TASK ITEM ▸ Every line in the following data that has "instance" counts toward the total; state that total alone.

──────── AVAILABLE DATA

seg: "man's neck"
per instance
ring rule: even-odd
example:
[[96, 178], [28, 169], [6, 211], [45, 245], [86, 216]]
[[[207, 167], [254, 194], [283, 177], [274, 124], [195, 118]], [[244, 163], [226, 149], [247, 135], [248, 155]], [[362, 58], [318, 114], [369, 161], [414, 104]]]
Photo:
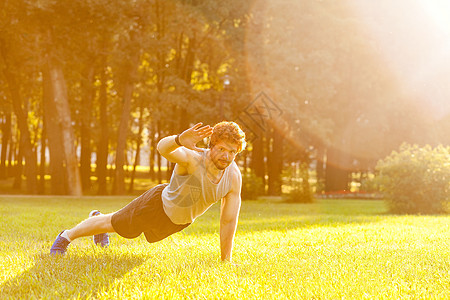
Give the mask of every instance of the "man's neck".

────────────────

RESULT OF THIS EXERCISE ▸ 2